What the task asks | Copy the part of the listing below that starts with the line containing "For the benchmark, mark every instance of the statue" and ends with the line containing "[[59, 154]]", including both of those lines, and reproduce every line unchanged.

Given data |
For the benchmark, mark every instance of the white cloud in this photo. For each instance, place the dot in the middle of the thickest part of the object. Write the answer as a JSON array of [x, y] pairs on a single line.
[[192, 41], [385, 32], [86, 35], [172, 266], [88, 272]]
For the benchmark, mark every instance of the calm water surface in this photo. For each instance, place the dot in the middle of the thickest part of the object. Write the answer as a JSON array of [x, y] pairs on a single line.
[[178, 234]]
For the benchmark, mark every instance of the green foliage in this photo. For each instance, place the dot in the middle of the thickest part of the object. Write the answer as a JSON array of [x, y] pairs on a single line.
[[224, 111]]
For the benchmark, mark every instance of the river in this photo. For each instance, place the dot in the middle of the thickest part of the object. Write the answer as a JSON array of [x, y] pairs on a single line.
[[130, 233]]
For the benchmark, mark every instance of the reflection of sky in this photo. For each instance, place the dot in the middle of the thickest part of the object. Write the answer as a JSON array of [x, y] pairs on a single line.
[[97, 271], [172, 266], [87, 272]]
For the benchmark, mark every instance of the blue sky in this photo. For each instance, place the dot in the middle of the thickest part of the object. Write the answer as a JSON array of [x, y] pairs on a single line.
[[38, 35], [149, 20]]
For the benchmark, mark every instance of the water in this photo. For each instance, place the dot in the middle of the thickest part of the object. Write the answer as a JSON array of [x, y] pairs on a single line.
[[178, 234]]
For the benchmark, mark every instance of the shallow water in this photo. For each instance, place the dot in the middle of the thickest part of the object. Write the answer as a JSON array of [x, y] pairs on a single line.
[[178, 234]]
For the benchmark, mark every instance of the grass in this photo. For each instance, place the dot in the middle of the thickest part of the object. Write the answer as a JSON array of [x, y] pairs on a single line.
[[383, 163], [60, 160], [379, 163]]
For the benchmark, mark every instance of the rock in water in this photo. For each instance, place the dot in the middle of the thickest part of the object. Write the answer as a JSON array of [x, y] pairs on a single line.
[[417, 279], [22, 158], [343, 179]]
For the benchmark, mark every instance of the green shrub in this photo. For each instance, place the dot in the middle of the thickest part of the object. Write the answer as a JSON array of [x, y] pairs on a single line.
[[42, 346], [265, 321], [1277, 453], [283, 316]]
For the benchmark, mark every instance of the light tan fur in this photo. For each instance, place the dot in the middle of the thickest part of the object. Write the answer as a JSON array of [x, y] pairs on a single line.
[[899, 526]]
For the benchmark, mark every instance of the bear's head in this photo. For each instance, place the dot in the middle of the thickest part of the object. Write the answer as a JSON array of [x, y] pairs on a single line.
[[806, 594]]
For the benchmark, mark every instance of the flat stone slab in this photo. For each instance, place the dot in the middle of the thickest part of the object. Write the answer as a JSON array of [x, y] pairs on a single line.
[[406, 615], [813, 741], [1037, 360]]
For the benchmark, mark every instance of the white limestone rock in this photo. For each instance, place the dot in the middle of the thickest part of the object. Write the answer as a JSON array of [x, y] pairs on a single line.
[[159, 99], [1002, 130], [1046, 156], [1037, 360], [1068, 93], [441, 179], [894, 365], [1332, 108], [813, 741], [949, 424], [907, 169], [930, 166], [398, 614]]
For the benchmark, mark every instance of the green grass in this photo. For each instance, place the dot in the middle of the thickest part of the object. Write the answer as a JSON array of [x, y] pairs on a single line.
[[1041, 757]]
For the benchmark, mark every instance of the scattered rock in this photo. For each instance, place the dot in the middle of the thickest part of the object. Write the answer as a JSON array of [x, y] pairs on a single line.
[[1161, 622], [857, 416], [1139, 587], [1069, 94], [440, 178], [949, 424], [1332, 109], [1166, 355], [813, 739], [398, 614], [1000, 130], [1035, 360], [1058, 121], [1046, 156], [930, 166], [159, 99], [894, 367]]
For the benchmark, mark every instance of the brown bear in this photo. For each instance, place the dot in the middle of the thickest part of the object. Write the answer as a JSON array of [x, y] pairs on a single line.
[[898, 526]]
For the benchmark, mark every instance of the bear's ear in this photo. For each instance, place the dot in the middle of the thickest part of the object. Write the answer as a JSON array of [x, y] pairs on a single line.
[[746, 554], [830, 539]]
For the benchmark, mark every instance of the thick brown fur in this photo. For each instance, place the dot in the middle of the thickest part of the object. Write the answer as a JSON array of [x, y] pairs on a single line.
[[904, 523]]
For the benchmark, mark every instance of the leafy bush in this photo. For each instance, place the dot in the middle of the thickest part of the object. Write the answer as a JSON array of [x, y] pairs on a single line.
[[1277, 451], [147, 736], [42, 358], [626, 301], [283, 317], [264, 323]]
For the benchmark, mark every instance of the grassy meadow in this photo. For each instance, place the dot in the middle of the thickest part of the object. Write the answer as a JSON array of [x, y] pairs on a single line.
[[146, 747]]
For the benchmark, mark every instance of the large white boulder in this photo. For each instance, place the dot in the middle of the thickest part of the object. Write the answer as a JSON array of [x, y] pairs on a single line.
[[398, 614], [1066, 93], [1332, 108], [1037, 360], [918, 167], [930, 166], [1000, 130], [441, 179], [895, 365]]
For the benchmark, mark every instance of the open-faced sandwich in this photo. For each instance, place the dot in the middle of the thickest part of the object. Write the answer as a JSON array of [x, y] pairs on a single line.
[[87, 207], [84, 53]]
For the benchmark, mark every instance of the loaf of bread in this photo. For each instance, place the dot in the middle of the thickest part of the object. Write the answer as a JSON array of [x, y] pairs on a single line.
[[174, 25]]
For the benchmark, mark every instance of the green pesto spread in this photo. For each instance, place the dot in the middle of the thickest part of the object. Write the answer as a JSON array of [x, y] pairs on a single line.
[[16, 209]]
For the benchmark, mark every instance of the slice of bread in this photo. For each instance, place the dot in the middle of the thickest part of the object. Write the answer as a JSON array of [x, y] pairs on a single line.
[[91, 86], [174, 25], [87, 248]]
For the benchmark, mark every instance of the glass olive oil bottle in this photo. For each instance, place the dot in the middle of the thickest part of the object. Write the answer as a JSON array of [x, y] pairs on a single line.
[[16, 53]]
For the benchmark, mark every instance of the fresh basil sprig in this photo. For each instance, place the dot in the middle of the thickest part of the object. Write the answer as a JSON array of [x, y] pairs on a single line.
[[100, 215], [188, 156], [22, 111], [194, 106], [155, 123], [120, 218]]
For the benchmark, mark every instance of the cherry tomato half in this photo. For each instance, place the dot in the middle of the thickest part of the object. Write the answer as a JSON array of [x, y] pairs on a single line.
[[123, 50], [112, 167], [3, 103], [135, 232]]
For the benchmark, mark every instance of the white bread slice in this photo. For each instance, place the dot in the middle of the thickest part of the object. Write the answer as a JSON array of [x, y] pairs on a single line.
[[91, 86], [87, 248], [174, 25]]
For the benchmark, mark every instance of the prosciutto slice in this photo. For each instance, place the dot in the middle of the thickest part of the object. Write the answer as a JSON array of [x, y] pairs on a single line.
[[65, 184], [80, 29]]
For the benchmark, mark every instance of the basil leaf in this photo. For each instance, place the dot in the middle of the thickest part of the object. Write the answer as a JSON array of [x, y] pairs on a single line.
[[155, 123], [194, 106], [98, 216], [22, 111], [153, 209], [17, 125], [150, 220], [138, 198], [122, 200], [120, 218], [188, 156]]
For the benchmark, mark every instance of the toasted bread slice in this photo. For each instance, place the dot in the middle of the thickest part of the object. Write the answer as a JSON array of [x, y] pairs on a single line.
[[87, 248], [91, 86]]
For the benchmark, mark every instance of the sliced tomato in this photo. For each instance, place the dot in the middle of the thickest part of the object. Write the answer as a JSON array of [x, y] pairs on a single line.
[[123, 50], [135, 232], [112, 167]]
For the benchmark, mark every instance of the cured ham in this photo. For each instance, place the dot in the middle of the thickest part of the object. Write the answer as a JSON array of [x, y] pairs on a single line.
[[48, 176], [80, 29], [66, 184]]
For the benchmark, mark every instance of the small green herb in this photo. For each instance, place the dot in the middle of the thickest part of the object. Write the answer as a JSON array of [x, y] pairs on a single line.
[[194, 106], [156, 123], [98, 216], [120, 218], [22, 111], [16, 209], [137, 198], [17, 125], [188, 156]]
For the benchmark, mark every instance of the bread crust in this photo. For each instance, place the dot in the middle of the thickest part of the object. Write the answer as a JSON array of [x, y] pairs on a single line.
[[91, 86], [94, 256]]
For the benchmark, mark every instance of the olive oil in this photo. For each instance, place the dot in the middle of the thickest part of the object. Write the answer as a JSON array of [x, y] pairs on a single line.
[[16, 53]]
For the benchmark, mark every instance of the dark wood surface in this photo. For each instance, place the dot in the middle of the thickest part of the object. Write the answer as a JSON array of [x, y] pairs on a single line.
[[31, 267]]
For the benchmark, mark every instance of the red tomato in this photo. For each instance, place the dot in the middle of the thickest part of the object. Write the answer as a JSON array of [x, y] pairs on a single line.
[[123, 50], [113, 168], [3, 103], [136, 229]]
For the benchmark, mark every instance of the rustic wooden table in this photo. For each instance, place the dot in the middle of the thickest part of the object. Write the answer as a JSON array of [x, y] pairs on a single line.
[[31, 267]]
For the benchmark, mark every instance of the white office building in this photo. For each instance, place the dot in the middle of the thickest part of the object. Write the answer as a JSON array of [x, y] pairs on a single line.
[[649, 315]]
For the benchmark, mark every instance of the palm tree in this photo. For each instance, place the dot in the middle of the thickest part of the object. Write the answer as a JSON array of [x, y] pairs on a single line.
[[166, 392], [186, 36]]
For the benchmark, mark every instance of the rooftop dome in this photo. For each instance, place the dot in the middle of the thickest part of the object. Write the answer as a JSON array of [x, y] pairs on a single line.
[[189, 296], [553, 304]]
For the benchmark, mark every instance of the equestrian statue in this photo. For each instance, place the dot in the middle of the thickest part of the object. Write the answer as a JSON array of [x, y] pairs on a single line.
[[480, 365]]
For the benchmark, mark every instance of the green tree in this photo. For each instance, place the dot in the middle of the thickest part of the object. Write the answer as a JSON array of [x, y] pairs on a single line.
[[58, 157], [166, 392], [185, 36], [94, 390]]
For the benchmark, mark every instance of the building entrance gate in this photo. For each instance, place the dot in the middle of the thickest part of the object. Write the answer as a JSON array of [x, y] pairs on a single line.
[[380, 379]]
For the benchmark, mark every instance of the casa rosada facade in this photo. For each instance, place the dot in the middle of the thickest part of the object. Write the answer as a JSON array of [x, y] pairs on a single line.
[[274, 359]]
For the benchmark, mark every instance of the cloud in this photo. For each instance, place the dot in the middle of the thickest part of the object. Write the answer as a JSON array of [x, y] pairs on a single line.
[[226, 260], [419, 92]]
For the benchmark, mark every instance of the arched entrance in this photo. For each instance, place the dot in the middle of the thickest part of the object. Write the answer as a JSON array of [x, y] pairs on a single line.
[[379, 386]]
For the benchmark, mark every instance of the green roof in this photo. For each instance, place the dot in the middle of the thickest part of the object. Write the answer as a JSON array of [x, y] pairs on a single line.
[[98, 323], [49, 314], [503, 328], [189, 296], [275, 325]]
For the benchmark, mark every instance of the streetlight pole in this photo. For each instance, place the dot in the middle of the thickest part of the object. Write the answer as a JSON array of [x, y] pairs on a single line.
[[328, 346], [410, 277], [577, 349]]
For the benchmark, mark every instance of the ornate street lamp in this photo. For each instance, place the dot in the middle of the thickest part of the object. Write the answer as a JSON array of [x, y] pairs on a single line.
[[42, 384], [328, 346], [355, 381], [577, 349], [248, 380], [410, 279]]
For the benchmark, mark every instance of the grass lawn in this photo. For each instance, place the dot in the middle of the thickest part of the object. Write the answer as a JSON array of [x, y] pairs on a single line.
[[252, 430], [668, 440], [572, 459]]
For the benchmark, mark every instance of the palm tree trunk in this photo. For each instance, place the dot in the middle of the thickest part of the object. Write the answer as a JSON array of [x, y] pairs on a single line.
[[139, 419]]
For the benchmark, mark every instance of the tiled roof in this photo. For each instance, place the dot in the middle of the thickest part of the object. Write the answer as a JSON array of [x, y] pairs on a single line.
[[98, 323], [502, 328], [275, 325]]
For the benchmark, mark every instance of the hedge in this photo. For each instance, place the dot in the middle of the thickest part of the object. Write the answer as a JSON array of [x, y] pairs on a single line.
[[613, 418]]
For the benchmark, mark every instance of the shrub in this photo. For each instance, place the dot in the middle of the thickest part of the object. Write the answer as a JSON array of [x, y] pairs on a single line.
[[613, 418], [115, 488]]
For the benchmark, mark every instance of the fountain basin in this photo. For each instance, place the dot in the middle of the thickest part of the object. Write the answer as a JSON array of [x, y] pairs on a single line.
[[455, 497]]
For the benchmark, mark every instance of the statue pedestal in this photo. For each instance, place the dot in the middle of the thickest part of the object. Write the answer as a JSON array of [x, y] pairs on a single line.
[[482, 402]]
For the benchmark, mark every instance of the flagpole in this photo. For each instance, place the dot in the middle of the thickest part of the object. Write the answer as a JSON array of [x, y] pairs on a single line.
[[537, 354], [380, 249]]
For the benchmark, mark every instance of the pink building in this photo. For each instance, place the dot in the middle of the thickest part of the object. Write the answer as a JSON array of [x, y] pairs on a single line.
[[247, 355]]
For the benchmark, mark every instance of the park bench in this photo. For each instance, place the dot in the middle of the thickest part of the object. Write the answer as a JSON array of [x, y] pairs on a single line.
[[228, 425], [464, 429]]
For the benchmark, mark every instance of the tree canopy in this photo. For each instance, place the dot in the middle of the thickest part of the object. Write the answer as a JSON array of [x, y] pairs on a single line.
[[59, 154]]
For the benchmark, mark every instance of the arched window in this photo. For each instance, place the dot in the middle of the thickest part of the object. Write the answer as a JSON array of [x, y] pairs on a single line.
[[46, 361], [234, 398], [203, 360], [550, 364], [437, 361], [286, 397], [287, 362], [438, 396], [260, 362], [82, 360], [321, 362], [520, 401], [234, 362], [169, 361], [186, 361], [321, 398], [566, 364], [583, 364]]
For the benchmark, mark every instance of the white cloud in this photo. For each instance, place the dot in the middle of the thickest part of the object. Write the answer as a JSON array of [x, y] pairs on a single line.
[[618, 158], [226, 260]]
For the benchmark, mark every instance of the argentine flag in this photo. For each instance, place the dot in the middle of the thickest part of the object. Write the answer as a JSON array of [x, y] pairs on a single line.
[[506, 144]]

Answer to the exercise |
For the benchmark, mark every instance of the statue pedestal in this photo. For each instance, place the dot in the middle of the thickest part of the object. Write the answer as a JSON array of [x, y] pairs on a single line.
[[482, 402]]
For the benchmark, mark every instance of the flagpole in this photo. For each instance, place the dot in the middle of the thickest part of the object. Write the answer as a JSON array of [x, y] pairs on a single line.
[[537, 354], [380, 249]]
For the benchmark, mark every instance of the pink building in this photo. For each instance, place the dot in the middle of the thickest part of the object. Write the answer as a JSON array of [x, y] pairs on a single line.
[[247, 355]]
For the benchmark, mark every instance of the park bench in this photo. For each instance, place the dot in the middle of the thickest part of the object. Write the answer as a JSON array of [x, y] pairs on a single line.
[[228, 425], [464, 429]]
For the benchmark, mark every instance of the tree canopy in this photo. For each instance, place the dot in the middle of the thickest part of the object. Write the answer as a JSON array of [x, y] pairs on a single line.
[[59, 154]]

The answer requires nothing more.